Instruction – Rewrite the records below with every "Reviewer note" renamed to "Annotator note" and everything else left the same. Omit the pictures.
— begin Provided records —
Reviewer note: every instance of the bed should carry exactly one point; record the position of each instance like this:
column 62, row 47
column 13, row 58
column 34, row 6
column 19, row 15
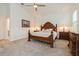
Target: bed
column 47, row 34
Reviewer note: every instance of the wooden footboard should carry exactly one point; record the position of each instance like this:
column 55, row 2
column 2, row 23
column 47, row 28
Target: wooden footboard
column 45, row 39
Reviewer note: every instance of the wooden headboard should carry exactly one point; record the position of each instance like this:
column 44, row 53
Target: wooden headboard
column 49, row 25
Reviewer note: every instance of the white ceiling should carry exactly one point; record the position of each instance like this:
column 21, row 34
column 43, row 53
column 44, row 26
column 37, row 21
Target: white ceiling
column 51, row 8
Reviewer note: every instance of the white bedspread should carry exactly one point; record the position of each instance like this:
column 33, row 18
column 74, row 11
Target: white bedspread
column 44, row 34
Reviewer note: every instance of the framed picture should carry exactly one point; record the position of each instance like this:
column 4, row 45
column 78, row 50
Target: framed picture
column 25, row 23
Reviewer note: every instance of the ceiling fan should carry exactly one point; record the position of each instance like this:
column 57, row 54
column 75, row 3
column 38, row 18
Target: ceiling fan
column 35, row 5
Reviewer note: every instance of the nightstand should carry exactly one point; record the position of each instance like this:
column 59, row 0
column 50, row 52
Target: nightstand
column 64, row 35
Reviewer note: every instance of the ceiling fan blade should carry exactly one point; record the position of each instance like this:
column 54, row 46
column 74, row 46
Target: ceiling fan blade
column 29, row 5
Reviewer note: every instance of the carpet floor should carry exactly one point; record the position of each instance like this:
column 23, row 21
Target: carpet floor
column 34, row 48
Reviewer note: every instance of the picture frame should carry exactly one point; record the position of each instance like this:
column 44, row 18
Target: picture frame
column 25, row 23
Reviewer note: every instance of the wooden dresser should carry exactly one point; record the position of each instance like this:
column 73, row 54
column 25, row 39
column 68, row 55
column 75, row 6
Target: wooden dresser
column 64, row 35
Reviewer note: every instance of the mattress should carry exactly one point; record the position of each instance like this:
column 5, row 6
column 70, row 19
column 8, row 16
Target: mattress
column 44, row 34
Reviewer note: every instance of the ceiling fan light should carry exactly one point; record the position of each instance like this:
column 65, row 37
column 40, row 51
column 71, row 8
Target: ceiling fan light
column 35, row 6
— end Provided records —
Exercise response –
Annotator note: every instance of the bed should carry exactly one point; record the position of each instance like this:
column 62, row 47
column 13, row 58
column 34, row 6
column 19, row 15
Target: bed
column 47, row 34
Annotator note: every instance of the wooden footboard should carry exactly one point; record the position of each instance like this:
column 55, row 2
column 2, row 23
column 47, row 28
Target: wooden footboard
column 45, row 39
Annotator note: every instance of the wooden headboard should carry exactly one point; record the position of each instance like this:
column 44, row 53
Target: wooden headboard
column 49, row 25
Annotator note: every instance of the white ceiling should carry exactly one point; record the position of each instance like this:
column 21, row 34
column 43, row 53
column 44, row 26
column 37, row 21
Target: white ceiling
column 51, row 8
Annotator note: every instance of the white bedspread should carry exactly one point; record the position of each instance like this:
column 33, row 18
column 74, row 11
Target: white bedspread
column 44, row 34
Annotator note: every instance of the framed picture should carry exactly one point; record the position of each instance like this:
column 4, row 45
column 78, row 50
Target: framed picture
column 25, row 23
Annotator note: every instance of the ceiling fan should carry exactly one point; record the position of each instance like this:
column 57, row 54
column 75, row 3
column 38, row 18
Target: ceiling fan
column 35, row 5
Annotator note: every instance of the nightstand should carry exactly one point; record the position of each instance like this:
column 59, row 0
column 50, row 52
Target: nightstand
column 64, row 35
Annotator note: every instance of the ceiling fan blade should carry exactly one point; record the position of each instance like this:
column 54, row 46
column 74, row 46
Target: ceiling fan blade
column 29, row 5
Annotator note: every instance of the carpet floor should carry exactly one point; record the position of each instance like this:
column 23, row 21
Target: carpet floor
column 34, row 48
Annotator note: every instance of the picture frame should carry exactly one point; record the position of each instance like this:
column 44, row 18
Target: picture frame
column 25, row 23
Annotator note: every instance of the wooden dresser should carry exactly one point; record the position of each instance like this:
column 73, row 54
column 25, row 39
column 68, row 55
column 75, row 6
Target: wooden dresser
column 64, row 35
Annotator note: every instance of the mattress should carry exactly one point; record the position of each instance like this:
column 5, row 6
column 70, row 19
column 8, row 16
Target: mattress
column 44, row 34
Annotator note: every instance of the ceiling fan light should carry exactly one point; record the position of each instance like this:
column 65, row 37
column 40, row 51
column 71, row 8
Target: ceiling fan light
column 35, row 6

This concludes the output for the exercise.